### Aim of the task
Leaving out pictures, output exactly the lines below from the one that has "Objective — set a marker on each instance of the tail" through the one that has "Objective — set a marker on each instance of the reflection", and nothing else.

[Listed records Boundary: Start]

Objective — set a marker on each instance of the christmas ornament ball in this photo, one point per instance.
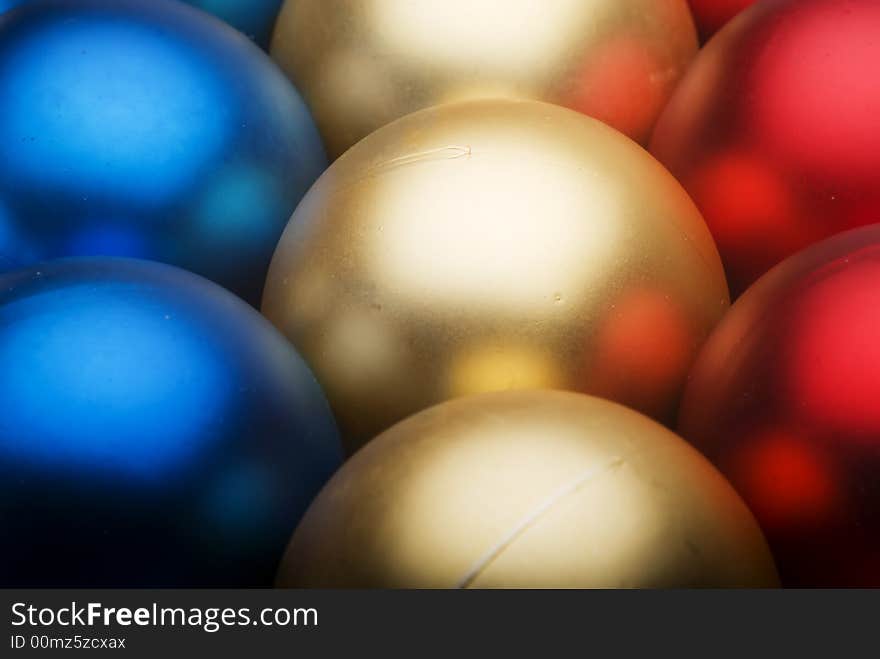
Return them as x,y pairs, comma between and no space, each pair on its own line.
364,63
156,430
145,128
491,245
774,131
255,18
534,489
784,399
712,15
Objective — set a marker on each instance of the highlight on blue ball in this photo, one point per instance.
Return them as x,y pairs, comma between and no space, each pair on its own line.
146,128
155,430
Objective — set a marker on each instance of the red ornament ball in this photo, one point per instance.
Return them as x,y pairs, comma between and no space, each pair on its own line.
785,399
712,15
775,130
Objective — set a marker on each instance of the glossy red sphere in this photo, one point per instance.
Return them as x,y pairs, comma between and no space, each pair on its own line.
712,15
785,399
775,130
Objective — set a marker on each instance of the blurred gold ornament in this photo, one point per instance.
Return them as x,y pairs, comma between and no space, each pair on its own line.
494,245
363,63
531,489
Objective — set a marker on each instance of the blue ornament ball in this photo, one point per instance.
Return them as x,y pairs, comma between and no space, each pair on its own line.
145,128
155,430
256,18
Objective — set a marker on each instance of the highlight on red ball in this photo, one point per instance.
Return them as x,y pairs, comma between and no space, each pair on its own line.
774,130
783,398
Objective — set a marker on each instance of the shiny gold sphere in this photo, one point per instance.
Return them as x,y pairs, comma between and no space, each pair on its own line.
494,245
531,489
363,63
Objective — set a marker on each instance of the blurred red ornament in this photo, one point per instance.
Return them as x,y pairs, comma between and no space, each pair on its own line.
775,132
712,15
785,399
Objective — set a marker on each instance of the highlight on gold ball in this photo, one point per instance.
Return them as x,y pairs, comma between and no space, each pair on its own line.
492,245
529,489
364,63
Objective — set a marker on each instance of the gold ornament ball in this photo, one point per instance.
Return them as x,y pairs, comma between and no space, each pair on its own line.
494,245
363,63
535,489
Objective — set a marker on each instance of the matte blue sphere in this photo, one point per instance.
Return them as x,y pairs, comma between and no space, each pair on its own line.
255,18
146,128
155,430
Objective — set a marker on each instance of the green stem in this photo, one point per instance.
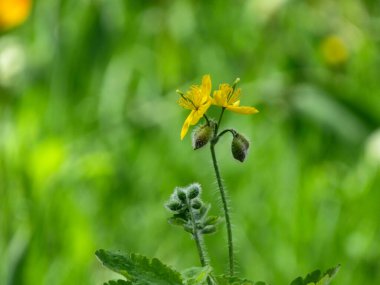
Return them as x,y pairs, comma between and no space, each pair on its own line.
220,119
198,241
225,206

[Listed records Boundary: End]
[Listed records Boundary: Start]

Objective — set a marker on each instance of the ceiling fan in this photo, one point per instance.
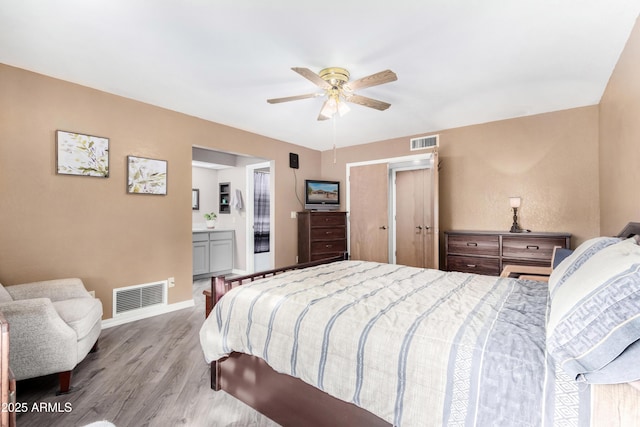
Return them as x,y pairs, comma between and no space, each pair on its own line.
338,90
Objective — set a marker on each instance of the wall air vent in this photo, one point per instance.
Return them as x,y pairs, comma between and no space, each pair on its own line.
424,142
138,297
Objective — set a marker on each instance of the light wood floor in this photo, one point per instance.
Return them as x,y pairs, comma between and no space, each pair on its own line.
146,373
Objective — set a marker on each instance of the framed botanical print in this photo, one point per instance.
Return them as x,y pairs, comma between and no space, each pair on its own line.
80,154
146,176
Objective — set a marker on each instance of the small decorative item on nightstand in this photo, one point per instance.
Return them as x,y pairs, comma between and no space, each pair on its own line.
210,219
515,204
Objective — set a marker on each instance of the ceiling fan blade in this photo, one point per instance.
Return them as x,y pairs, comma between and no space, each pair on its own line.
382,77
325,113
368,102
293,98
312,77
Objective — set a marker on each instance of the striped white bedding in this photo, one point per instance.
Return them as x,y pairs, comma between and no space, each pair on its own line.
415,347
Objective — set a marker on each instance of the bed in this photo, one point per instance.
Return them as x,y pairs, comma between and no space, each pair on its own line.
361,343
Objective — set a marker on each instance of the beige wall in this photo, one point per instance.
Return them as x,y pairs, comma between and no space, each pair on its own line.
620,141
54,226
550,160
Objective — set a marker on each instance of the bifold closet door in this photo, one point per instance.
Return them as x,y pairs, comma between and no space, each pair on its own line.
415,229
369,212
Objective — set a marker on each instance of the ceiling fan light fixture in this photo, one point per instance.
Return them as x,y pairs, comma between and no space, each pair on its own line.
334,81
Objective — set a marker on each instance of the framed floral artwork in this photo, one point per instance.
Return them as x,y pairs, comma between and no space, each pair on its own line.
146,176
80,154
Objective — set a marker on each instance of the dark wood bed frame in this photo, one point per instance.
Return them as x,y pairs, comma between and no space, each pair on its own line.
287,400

[Listed records Boundary: End]
[Listed records Boundary: Start]

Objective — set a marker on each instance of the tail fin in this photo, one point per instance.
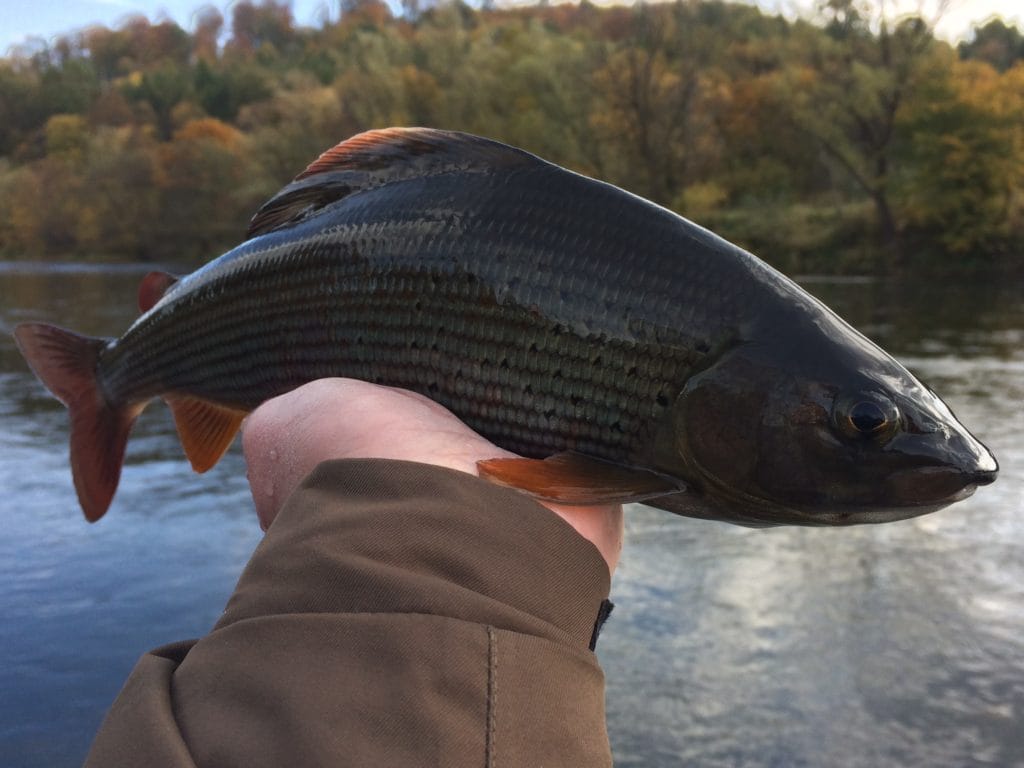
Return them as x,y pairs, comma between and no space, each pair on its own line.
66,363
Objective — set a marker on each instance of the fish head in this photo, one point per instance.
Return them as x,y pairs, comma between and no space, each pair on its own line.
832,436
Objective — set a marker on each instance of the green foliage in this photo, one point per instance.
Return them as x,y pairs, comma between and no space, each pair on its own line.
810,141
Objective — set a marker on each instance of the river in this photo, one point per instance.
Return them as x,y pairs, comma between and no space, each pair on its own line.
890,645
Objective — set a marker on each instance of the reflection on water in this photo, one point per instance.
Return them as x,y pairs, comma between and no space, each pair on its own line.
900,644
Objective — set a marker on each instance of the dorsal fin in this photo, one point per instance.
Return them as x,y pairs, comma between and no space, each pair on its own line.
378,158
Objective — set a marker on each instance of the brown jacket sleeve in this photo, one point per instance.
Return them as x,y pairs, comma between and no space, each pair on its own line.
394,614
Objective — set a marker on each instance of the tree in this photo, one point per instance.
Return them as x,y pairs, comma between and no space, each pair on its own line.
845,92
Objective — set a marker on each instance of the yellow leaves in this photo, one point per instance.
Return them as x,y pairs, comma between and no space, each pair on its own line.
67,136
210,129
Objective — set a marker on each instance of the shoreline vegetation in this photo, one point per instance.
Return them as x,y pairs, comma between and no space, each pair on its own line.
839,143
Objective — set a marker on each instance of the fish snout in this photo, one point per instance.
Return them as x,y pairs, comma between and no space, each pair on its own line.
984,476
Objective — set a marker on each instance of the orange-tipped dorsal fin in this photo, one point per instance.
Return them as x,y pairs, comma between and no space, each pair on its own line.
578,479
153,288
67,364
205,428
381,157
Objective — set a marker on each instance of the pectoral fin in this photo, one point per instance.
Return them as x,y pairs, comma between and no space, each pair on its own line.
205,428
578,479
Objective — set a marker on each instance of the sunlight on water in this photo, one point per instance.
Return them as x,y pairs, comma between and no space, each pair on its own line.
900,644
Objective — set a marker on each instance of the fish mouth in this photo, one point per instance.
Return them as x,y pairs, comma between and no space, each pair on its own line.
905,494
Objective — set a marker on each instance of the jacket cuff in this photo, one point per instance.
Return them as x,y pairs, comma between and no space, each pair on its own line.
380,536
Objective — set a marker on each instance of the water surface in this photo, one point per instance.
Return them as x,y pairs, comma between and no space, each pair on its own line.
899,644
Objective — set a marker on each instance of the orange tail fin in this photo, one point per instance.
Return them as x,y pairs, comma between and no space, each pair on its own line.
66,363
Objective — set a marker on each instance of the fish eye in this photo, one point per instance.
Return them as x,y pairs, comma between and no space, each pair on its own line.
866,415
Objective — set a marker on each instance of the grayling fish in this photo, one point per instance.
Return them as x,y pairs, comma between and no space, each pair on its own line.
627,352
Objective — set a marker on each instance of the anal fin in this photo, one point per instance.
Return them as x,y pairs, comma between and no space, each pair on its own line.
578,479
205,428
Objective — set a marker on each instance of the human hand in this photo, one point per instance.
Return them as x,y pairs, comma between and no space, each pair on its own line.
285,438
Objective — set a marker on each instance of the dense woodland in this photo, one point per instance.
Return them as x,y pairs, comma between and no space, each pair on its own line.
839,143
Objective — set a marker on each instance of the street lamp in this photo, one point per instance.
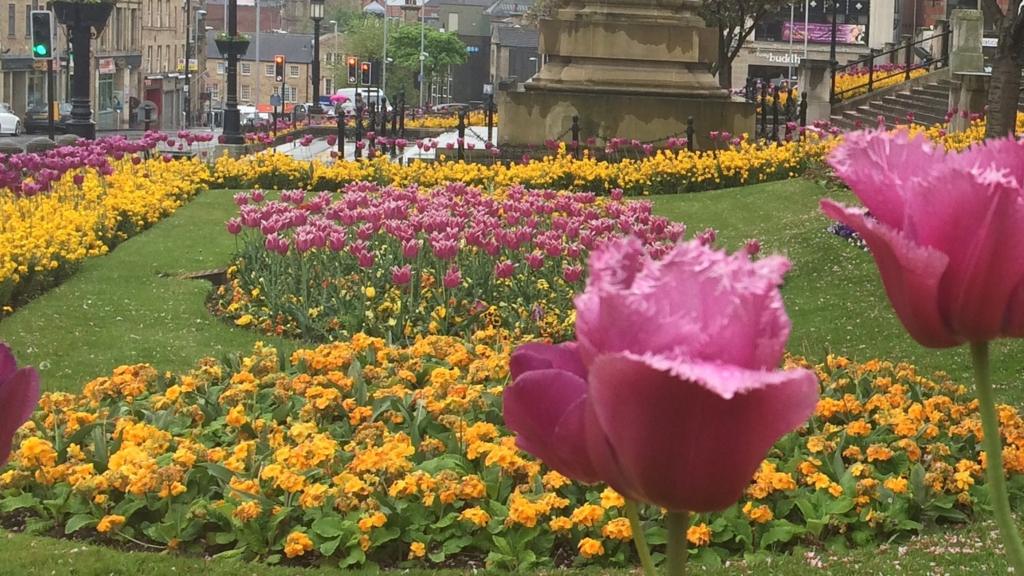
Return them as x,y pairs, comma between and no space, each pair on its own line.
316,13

[Listed records Boundary: End]

### Expected answer
Objective — set a marker on each instance of the tail fin in this photo, one point per instance.
Return them as x,y pairs, comma between and no space, each pair on its own line.
66,363
Objective — set a marker on each instance of the fish head in this photo, one point per instance.
Return them as x,y pairs, comma between and no space, each pair on its own line.
832,436
Objective — set a marker on each instance of the green foliage in this photo, one point per instance.
Return them as x,y pairs, comma between and no space, each pair on its own line.
810,141
Objective — set a marker on each instance of the river in this photo, one point per instance.
Return them as x,y pairs, comma between and no space, each pair on its own line.
890,645
Objective — set a marker on each instance of the reflection on water in this photo, one point per instance.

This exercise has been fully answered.